═════ Provided information

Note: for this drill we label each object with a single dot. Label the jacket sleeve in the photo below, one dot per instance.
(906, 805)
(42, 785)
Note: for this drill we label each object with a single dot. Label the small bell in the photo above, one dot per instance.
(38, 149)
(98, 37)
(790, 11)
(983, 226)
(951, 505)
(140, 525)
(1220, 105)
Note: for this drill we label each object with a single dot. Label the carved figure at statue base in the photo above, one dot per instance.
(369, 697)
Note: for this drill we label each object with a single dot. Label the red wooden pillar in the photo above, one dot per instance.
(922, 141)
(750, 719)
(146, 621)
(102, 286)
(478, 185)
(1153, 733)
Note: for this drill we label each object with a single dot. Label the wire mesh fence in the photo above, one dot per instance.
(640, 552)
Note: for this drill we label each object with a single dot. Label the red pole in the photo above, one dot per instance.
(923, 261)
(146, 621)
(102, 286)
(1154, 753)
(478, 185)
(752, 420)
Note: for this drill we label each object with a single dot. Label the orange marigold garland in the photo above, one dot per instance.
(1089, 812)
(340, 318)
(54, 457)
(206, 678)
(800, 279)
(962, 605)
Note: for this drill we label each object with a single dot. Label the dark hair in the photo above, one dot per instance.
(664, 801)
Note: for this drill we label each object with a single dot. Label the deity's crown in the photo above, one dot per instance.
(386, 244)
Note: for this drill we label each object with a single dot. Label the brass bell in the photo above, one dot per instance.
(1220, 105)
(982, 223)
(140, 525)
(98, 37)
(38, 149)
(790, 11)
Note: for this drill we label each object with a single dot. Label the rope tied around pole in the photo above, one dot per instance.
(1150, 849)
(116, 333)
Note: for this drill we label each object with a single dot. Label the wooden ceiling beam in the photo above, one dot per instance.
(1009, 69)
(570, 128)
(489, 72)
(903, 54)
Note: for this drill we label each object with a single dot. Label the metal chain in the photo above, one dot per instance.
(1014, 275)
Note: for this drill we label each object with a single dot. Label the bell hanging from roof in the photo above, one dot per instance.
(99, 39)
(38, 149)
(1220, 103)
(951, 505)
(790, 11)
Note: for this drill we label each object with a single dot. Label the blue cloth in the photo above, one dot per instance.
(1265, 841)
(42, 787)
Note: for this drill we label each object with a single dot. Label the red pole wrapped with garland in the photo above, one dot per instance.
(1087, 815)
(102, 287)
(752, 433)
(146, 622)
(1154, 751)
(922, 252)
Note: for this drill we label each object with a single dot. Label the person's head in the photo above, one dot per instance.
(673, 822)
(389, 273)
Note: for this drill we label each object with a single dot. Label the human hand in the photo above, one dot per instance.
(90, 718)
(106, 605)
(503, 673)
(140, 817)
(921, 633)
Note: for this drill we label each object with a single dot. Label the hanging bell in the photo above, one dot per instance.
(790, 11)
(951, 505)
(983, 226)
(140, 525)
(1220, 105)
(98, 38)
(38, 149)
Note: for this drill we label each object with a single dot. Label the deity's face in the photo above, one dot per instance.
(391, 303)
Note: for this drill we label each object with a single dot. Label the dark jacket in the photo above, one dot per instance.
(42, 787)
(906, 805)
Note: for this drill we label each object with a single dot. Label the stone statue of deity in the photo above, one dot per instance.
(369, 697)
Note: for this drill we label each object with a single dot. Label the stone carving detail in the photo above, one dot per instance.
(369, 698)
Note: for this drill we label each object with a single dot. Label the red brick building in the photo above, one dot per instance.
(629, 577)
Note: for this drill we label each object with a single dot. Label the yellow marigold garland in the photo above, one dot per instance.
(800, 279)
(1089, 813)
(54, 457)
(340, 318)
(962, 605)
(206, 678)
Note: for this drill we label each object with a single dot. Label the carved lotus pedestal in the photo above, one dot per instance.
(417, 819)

══════════

To do
Could you reproduce all the records exactly?

Result of this exercise
Note: for this drill we label each object with a single dot. Label the jacket sleeve in the photo below, one dot per instance.
(906, 805)
(42, 785)
Note: for this drill we label each object with a single dot. Label the small bell in the photo above, one dot per instance.
(38, 149)
(98, 37)
(790, 11)
(983, 226)
(951, 505)
(140, 525)
(1220, 105)
Note: for this drill we label each object with a single dot. Label the carved figure at statue base in the photo above, one dot per instance.
(369, 697)
Note: for this drill we label each object with a single dot. Label the red wooden pillar in the photo above, one dot per instance.
(922, 141)
(750, 719)
(146, 621)
(102, 286)
(478, 185)
(1153, 733)
Note: for this drill we label each object with a single dot. Label the wire mesh fence in the photo above, one dot per instance.
(640, 552)
Note: for this drill we label each object with a single dot. Label the red pole in the photo above, one dot per instance.
(923, 261)
(146, 621)
(102, 286)
(1154, 753)
(478, 185)
(752, 420)
Note: for this drill we label each object with a single dot. Label the orange marigold garland in the photo above, one dot per instance.
(1089, 812)
(340, 318)
(54, 457)
(206, 678)
(800, 279)
(962, 605)
Note: for this drill we label each object with a single dot. Label the dark hair in the photo above, one dot per instance.
(664, 801)
Note: for this drill we label each object with a single dot. Label the deity's crown in the photo above, one dot per instance.
(386, 244)
Note: for this drill we label each object with a single dot. Label the brass bell in the photo above, one dot per instance.
(1220, 105)
(982, 223)
(140, 525)
(98, 37)
(38, 149)
(790, 11)
Note: for this drill we label each object with a single dot. Label the rope tied around pole in the photo above, one dot per instance.
(1150, 849)
(116, 333)
Note: for this drill we label each object with a single dot. Label the wooden ceiling beam in the photo above, one dot per instance.
(1009, 69)
(570, 128)
(489, 72)
(903, 54)
Note: for this drill we label each object with a single dot. Label the metal chain in the photo above, one dot per instance.
(1014, 275)
Note: for this drill we label each object with a single dot. Label the bell hanging from roof in the photo above, one dot per instance.
(99, 39)
(38, 149)
(1220, 103)
(951, 505)
(790, 11)
Note: for this drill we label each object with a single dot. Label the blue cloth in the photo above, one dot per instance.
(1265, 841)
(42, 787)
Note: for this drill we label each object with a single dot. Label the red pole wrapped with garland in the photo above, one dot per instance.
(1087, 815)
(102, 287)
(752, 433)
(146, 622)
(1154, 751)
(922, 252)
Note: for this drill we label each object with a single dot. Label the person's head in the photo above, one dot per instance.
(673, 822)
(389, 273)
Note: for this drill we label each object with a single dot. Label the human hand in the photo above, one dot per instance.
(90, 718)
(106, 605)
(503, 673)
(140, 817)
(921, 633)
Note: for this drill we label each object with a single dot. Label the hanging bell in the photo above, one dot per instance.
(790, 11)
(951, 505)
(983, 226)
(140, 525)
(1220, 105)
(98, 38)
(38, 149)
Note: for this drill we label each object with a single dot. Label the deity's face in the photo above, one dot per instance.
(391, 303)
Note: for this drill we label each object with a single dot. Label the dark jacket in the photo above, one dot per instance.
(42, 787)
(906, 805)
Note: for this drill we label each object with a single dot. Label the stone statue of deity in the photo above, one dot per instance.
(369, 697)
Note: for this drill we label each object with a single dot. Label the stone carving detail in the photo above, one dot per instance.
(369, 698)
Note: for this drill we label each object with a single dot. Label the red brick building in the photo above, one dot per instance.
(629, 577)
Note: for this drill we label each object with a single dot. Label the yellow marigold garland in the photo above, one dot per instance.
(800, 279)
(1089, 813)
(54, 457)
(340, 318)
(962, 605)
(206, 678)
Note: for this drill we label each object with a single dot. Label the carved lotus pedestal in the photo above, one dot per instance.
(417, 819)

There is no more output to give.